> [DATA LISTING]
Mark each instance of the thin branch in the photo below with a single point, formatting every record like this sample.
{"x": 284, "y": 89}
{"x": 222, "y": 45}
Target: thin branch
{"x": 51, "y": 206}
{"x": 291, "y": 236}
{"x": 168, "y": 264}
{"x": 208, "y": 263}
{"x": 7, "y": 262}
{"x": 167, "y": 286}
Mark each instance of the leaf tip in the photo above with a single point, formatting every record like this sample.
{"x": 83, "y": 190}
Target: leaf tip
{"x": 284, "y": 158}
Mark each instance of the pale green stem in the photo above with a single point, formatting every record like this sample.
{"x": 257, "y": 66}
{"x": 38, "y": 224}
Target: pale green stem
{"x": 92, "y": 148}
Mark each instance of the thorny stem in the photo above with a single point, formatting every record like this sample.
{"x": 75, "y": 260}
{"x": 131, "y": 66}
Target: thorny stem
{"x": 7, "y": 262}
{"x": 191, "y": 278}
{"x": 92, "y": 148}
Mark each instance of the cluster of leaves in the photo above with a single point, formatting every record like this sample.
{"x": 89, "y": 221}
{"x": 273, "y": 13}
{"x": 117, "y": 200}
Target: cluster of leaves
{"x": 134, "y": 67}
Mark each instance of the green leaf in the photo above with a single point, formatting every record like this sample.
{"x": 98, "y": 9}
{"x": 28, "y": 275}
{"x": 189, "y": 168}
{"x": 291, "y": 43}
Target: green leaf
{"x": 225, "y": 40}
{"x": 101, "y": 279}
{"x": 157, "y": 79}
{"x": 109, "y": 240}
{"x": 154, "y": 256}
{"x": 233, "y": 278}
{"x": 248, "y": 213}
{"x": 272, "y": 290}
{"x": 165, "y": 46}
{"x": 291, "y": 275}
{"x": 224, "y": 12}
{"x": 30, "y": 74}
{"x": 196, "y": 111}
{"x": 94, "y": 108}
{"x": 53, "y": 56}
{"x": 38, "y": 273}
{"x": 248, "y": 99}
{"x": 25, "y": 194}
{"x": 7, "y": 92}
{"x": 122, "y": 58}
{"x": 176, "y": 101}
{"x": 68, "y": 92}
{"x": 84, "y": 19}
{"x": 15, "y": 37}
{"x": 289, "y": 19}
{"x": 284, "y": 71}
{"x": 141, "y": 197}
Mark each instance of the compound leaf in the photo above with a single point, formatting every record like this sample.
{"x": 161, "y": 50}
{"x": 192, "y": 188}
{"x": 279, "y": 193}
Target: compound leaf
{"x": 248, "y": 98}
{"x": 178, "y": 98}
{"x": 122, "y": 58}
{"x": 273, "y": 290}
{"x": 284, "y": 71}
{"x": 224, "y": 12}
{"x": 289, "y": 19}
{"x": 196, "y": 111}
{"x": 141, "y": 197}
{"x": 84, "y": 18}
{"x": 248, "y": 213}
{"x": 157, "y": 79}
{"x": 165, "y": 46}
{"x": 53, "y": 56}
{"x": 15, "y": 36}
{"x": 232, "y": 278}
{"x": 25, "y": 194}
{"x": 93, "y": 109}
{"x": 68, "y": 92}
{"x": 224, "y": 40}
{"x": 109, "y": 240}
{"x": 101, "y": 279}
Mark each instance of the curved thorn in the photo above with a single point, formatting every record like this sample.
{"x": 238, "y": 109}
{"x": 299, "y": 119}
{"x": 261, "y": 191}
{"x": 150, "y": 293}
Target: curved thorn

> [TASK TO COMPLETE]
For the string "point", count the lines of the preceding listing in which it appears, and report the count alone.

> [ANSWER]
8